§ DIRECTIONS:
Word for word, print all of the entries below.

§ INPUT:
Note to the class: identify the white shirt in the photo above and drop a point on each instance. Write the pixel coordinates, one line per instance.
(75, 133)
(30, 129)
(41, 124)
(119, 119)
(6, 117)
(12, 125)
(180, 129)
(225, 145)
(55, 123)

§ OUTPUT OF THE TASK:
Note to the class: identify the white shirt in the photo above and drop a point on each instance. Write the pixel coordinates, one line per instance.
(75, 133)
(30, 129)
(41, 124)
(119, 119)
(6, 117)
(12, 125)
(180, 129)
(225, 145)
(55, 123)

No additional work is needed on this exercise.